**What you should do**: Rewrite every line of the entries below, replacing "photo" with "image" wherever it occurs and changing nothing else. Leave the pictures out of your answer.

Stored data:
---+---

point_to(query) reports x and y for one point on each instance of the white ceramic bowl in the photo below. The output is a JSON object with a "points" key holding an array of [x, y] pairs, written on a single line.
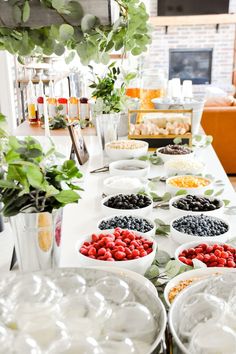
{"points": [[113, 185], [111, 211], [196, 274], [188, 245], [139, 265], [127, 153], [181, 237], [194, 191], [138, 168], [182, 166], [167, 157], [180, 212], [149, 233]]}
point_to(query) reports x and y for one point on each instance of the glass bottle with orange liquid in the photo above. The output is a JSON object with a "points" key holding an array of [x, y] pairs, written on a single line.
{"points": [[32, 104], [153, 86]]}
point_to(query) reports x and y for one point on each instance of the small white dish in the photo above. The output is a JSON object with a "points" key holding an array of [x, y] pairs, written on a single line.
{"points": [[139, 265], [128, 149], [124, 184], [167, 157], [181, 237], [149, 233], [181, 212], [132, 168], [124, 273], [180, 166], [111, 211], [195, 274], [192, 244], [194, 190]]}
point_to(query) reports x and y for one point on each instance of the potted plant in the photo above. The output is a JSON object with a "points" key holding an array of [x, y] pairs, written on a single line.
{"points": [[110, 101], [33, 191], [46, 27]]}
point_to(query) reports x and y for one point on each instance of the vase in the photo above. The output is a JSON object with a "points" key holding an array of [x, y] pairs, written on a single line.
{"points": [[107, 127], [37, 239]]}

---+---

**Answer in full**:
point_to(query) reports x and y for one point on each instance of the white ceramic bowl in the image below. The output is a JSON object with a "points" key holding an array of [x, y] pairs, written on a single line.
{"points": [[113, 185], [111, 211], [196, 274], [188, 245], [139, 265], [127, 153], [181, 237], [194, 191], [138, 168], [182, 166], [167, 157], [180, 212], [149, 233]]}
point_to(query) reports x and y for one point on each instance of the glass bottle with orange liquid in the image above. The output is a JSON object with a "points" key holding an array of [x, y] pairs, written on a single line.
{"points": [[32, 104], [153, 86]]}
point_to(query) reports x and y for one point on each instance of the small white dish in the image above. The output is a JSON object with a "points" key holding an array of [x, y] pairs, written on a single line.
{"points": [[139, 265], [128, 149], [124, 184], [167, 157], [181, 237], [149, 233], [181, 212], [132, 168], [124, 273], [180, 166], [111, 211], [195, 274], [192, 244], [194, 190]]}
point_to(query) reports x and y for one point on each instance of the potted plant in the image above. The output is a JSON object with a "points" key holding an array of [x, y] pairs, written on a single line.
{"points": [[110, 101], [33, 191], [46, 27]]}
point_to(query) reports x and y for one point on each instance of the vase in the image above. The output is a JSON object with a "points" key holding an array of [x, y] pairs, written on a single line.
{"points": [[107, 127], [37, 239]]}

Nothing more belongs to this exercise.